In total, how many lines of the data contain the word "jacket"? Only that number is wanted.

***** Data supplied *****

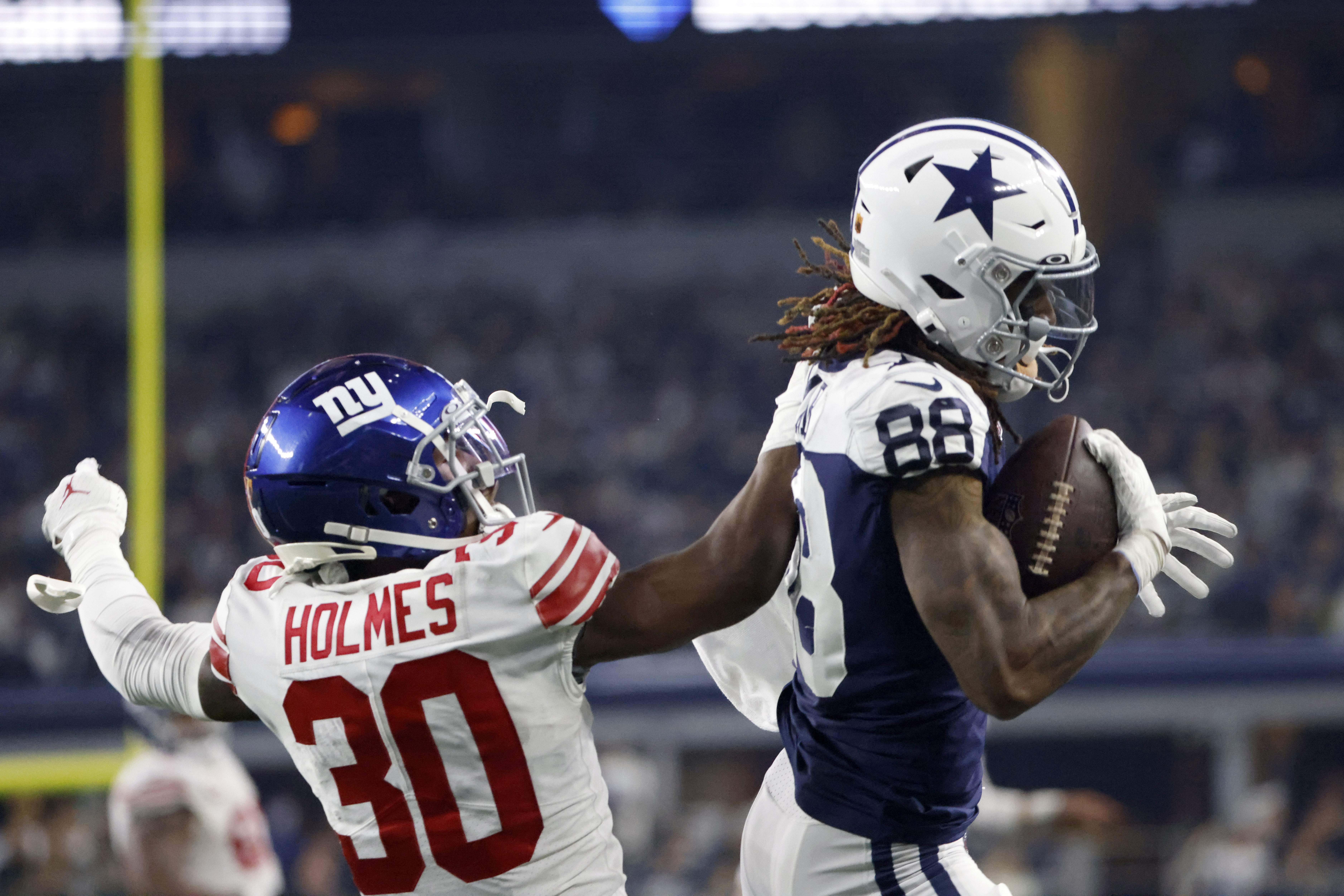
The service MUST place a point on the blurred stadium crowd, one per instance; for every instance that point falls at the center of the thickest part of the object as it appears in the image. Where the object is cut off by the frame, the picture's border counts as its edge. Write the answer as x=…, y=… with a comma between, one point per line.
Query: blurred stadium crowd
x=647, y=405
x=647, y=408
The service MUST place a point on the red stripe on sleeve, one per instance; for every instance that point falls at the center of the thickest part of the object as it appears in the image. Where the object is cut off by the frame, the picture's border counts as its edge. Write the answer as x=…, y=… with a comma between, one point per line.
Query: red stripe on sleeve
x=220, y=664
x=560, y=562
x=601, y=596
x=581, y=580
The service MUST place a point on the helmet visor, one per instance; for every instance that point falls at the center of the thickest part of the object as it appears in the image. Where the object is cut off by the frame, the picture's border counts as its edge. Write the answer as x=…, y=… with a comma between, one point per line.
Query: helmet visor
x=1064, y=300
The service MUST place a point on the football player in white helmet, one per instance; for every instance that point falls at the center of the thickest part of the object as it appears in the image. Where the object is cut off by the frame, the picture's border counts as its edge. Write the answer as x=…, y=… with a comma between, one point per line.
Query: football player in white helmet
x=409, y=641
x=898, y=619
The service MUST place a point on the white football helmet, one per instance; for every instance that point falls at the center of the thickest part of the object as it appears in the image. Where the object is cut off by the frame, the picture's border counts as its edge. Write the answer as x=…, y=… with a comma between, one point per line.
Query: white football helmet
x=974, y=230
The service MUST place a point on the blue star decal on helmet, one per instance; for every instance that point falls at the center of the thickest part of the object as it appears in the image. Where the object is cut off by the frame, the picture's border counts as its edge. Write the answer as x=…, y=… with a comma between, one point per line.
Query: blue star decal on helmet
x=975, y=190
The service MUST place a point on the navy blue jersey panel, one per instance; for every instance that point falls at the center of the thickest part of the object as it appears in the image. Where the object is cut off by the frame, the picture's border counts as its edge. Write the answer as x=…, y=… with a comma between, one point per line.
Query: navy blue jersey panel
x=894, y=754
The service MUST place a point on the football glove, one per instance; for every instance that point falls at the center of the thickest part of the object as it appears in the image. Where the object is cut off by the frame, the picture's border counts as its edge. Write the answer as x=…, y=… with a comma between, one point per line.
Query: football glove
x=1144, y=538
x=84, y=503
x=1183, y=518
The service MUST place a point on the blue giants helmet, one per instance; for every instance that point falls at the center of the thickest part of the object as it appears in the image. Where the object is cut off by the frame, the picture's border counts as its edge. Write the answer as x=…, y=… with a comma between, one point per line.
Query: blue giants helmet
x=346, y=461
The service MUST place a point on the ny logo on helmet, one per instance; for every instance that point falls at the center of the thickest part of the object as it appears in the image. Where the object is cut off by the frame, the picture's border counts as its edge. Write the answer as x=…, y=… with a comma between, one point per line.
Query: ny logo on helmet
x=372, y=401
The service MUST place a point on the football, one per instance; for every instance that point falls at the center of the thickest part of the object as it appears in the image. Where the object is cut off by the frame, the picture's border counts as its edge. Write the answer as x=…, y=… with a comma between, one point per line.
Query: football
x=1056, y=504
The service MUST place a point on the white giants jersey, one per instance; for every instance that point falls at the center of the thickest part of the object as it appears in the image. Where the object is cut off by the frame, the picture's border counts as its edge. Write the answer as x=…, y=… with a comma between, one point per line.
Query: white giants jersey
x=230, y=851
x=435, y=711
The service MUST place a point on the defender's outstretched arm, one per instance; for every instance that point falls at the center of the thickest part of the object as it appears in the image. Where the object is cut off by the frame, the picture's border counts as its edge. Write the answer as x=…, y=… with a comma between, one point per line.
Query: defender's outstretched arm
x=146, y=658
x=721, y=580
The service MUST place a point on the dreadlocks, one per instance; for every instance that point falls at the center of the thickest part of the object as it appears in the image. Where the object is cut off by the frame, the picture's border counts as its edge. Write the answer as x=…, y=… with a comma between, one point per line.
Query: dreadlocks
x=839, y=320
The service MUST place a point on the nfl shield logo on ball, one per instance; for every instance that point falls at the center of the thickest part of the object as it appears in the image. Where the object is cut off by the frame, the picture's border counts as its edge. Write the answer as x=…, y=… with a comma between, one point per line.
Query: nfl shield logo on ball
x=1005, y=511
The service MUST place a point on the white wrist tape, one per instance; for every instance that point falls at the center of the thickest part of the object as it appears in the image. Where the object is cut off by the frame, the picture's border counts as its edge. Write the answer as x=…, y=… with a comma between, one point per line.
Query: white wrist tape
x=1146, y=553
x=148, y=660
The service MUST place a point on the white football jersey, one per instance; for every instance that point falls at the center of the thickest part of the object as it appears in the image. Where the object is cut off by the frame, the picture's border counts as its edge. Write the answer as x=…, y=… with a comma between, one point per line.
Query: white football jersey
x=230, y=851
x=435, y=711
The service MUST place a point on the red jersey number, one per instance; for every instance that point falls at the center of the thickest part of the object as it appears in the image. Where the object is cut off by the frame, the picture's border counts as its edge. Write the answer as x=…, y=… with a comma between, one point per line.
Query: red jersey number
x=408, y=687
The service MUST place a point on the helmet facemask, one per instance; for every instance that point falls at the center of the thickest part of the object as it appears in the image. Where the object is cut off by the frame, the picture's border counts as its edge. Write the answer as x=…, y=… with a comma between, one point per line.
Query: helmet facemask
x=464, y=428
x=1042, y=301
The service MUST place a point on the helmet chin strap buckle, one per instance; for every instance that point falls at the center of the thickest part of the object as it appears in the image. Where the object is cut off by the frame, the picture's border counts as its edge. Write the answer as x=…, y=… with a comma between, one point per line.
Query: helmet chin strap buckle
x=302, y=557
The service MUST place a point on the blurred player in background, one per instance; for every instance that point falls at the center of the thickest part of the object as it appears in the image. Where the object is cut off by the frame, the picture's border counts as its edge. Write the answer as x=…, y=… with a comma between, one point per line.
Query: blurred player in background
x=902, y=622
x=185, y=816
x=409, y=641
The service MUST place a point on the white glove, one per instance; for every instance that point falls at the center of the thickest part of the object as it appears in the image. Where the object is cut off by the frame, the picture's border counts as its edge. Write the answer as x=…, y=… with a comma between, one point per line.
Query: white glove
x=85, y=504
x=1144, y=539
x=1183, y=518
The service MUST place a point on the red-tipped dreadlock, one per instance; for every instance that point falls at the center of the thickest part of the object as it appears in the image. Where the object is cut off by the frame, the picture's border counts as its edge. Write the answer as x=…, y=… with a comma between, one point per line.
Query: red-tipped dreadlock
x=841, y=322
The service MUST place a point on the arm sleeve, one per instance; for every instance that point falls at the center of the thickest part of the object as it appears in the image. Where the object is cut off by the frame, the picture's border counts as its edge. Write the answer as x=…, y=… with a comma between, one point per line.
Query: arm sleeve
x=568, y=570
x=148, y=660
x=920, y=420
x=787, y=410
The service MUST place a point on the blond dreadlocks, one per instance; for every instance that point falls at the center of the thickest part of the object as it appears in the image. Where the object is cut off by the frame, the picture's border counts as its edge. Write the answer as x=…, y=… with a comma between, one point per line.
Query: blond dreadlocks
x=839, y=320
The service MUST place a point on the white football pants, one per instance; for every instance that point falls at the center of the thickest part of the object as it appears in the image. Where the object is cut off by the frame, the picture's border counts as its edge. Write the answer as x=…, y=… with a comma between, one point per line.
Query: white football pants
x=785, y=852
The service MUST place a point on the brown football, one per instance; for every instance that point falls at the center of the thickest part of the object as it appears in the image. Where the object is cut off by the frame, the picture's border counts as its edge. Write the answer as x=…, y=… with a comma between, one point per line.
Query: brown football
x=1056, y=504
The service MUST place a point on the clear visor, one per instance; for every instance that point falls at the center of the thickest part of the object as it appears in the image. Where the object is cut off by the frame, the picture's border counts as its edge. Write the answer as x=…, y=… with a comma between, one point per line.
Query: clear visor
x=1046, y=306
x=464, y=429
x=1064, y=300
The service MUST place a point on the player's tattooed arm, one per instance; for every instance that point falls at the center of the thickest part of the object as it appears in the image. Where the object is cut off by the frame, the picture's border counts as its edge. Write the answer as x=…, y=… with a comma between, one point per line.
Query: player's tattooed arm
x=218, y=699
x=721, y=580
x=1009, y=653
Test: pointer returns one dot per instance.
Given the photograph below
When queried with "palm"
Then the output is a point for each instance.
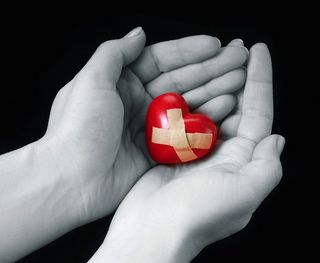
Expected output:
(215, 197)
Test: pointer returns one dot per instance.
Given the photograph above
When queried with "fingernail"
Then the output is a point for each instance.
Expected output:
(135, 32)
(218, 41)
(238, 39)
(280, 143)
(247, 51)
(234, 41)
(262, 44)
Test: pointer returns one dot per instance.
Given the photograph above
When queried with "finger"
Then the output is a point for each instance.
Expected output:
(169, 55)
(264, 172)
(229, 127)
(104, 67)
(191, 76)
(236, 42)
(227, 83)
(257, 109)
(218, 108)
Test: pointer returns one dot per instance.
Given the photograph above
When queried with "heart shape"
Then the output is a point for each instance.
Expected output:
(174, 135)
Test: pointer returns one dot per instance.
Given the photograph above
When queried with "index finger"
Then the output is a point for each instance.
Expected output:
(257, 109)
(169, 55)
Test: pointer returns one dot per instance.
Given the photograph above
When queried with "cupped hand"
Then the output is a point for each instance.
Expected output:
(95, 137)
(174, 211)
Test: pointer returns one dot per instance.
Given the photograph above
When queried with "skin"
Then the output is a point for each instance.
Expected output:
(173, 212)
(75, 173)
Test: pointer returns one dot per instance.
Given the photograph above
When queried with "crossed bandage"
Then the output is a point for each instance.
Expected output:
(177, 137)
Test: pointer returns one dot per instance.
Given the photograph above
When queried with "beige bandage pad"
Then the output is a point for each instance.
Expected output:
(177, 137)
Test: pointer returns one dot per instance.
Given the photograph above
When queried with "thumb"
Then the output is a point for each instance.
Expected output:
(105, 66)
(264, 172)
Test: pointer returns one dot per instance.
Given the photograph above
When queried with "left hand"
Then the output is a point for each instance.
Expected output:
(95, 135)
(173, 212)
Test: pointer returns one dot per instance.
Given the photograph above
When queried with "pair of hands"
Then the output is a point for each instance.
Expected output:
(95, 140)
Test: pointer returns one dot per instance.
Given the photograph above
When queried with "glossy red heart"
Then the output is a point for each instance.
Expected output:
(164, 132)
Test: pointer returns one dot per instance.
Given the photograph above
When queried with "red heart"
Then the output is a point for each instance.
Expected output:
(172, 141)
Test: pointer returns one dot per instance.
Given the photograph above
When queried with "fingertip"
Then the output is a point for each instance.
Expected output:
(205, 42)
(280, 143)
(134, 32)
(260, 46)
(236, 42)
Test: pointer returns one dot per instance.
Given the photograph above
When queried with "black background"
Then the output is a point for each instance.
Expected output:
(41, 53)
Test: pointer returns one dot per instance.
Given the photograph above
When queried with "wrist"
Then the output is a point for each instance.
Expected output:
(144, 245)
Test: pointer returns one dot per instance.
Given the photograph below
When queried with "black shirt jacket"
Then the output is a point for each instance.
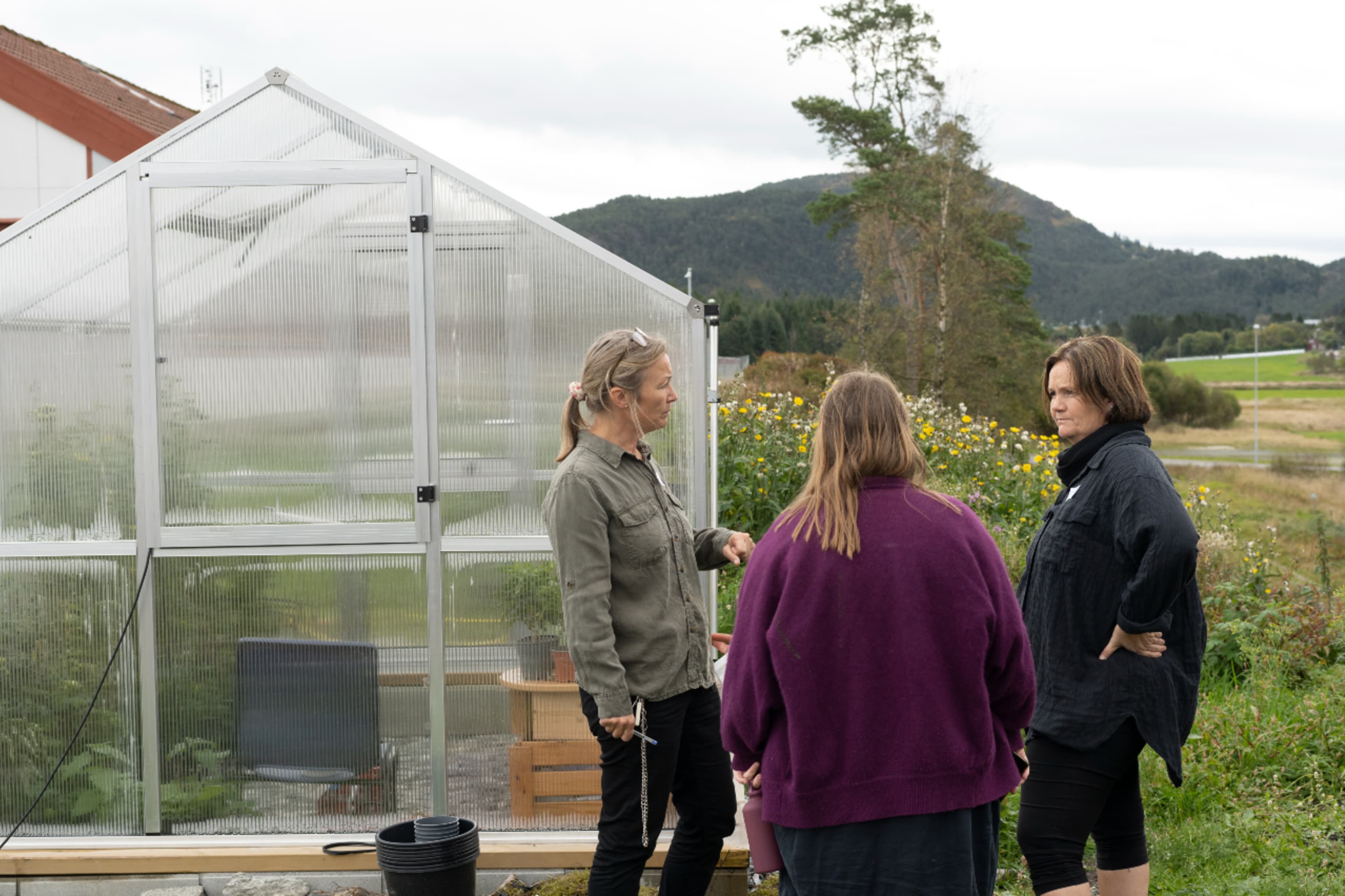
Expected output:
(1121, 552)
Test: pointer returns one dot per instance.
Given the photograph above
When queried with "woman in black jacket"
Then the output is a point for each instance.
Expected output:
(1116, 625)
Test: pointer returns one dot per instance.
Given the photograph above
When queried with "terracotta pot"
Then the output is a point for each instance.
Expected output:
(564, 665)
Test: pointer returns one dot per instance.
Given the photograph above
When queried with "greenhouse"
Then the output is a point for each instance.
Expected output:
(300, 384)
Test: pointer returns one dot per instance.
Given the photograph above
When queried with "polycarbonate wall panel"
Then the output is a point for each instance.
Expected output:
(292, 693)
(279, 124)
(517, 309)
(67, 467)
(60, 621)
(284, 354)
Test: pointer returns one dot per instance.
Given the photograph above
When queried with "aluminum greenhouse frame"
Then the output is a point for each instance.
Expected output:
(244, 228)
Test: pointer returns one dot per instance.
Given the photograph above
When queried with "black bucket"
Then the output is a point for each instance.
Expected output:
(436, 868)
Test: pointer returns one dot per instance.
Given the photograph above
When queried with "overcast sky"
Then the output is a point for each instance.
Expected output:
(1181, 123)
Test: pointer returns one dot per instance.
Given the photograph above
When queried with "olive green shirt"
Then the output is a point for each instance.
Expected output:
(627, 559)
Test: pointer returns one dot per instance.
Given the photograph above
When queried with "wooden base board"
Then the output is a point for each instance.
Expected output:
(61, 863)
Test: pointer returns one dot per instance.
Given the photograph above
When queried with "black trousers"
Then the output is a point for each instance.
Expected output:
(1071, 794)
(953, 854)
(689, 763)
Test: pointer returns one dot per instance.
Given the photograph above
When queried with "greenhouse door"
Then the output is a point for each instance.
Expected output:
(283, 458)
(290, 394)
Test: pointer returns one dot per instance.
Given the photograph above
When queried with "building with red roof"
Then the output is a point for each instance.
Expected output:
(62, 120)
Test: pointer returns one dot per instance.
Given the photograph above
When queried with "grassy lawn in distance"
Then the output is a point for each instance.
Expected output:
(1274, 369)
(1246, 395)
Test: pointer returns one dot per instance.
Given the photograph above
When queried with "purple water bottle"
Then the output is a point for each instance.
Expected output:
(766, 852)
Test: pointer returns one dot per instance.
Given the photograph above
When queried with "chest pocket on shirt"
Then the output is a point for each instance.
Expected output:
(642, 537)
(1067, 543)
(681, 525)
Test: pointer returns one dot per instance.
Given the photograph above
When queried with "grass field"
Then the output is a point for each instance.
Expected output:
(1275, 368)
(1246, 395)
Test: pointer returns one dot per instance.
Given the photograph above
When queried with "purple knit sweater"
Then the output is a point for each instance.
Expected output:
(892, 684)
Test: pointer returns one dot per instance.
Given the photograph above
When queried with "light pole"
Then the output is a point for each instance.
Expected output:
(1255, 394)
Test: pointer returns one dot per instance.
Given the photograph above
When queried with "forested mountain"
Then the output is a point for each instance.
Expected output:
(762, 241)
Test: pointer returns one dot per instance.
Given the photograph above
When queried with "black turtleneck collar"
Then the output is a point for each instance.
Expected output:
(1075, 459)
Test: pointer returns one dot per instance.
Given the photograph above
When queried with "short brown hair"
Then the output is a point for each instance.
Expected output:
(1105, 370)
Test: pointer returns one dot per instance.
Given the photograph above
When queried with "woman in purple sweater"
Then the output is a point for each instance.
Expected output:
(880, 676)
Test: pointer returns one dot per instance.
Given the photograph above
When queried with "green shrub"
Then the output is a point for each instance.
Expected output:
(532, 595)
(1201, 342)
(1187, 400)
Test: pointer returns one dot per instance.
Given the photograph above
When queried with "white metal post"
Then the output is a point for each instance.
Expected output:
(712, 380)
(1255, 394)
(144, 412)
(420, 197)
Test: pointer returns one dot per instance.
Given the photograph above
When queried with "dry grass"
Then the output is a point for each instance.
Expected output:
(1262, 498)
(1289, 424)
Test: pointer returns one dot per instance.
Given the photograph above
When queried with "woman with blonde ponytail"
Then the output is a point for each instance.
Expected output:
(635, 621)
(881, 675)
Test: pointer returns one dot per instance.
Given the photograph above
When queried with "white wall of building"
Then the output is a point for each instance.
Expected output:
(38, 163)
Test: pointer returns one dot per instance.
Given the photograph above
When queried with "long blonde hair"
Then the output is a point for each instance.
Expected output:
(864, 430)
(615, 360)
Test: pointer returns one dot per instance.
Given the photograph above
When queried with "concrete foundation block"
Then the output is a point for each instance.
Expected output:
(104, 885)
(333, 882)
(327, 882)
(729, 882)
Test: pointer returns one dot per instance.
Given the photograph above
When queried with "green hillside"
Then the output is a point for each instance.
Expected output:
(762, 241)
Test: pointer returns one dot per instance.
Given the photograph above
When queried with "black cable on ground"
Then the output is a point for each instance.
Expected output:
(92, 703)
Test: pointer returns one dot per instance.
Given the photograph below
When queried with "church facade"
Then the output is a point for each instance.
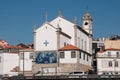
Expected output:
(62, 46)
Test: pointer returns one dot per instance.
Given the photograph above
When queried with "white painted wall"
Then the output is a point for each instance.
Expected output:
(27, 62)
(1, 63)
(68, 58)
(103, 60)
(46, 32)
(63, 40)
(9, 61)
(85, 62)
(66, 27)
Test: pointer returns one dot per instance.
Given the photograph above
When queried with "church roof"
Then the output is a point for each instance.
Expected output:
(69, 47)
(109, 49)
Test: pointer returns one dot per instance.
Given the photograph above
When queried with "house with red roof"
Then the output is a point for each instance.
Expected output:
(9, 60)
(108, 61)
(63, 37)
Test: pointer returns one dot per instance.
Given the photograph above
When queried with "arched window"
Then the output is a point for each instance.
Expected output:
(116, 63)
(110, 64)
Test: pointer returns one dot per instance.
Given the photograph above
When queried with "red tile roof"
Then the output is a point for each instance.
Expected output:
(110, 49)
(7, 47)
(69, 47)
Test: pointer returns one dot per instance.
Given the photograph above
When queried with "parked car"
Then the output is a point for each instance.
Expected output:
(77, 74)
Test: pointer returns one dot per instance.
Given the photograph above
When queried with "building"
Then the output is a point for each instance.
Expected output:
(97, 45)
(108, 62)
(3, 44)
(26, 61)
(9, 60)
(112, 44)
(52, 37)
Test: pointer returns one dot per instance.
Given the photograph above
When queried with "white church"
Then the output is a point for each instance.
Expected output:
(62, 46)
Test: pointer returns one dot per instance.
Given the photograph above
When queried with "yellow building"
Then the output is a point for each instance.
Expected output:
(112, 44)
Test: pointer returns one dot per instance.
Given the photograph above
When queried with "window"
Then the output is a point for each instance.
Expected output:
(110, 64)
(80, 55)
(64, 43)
(109, 54)
(73, 54)
(62, 55)
(116, 63)
(117, 54)
(82, 44)
(87, 57)
(21, 55)
(85, 46)
(84, 56)
(31, 55)
(0, 58)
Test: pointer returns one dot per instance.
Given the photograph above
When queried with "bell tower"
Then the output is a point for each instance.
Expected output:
(87, 22)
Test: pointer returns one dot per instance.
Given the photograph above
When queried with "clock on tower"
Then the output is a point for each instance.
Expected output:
(87, 23)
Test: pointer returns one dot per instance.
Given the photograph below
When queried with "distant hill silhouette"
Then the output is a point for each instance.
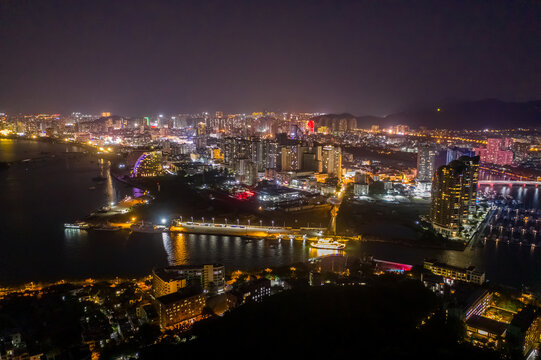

*****

Answer area: 2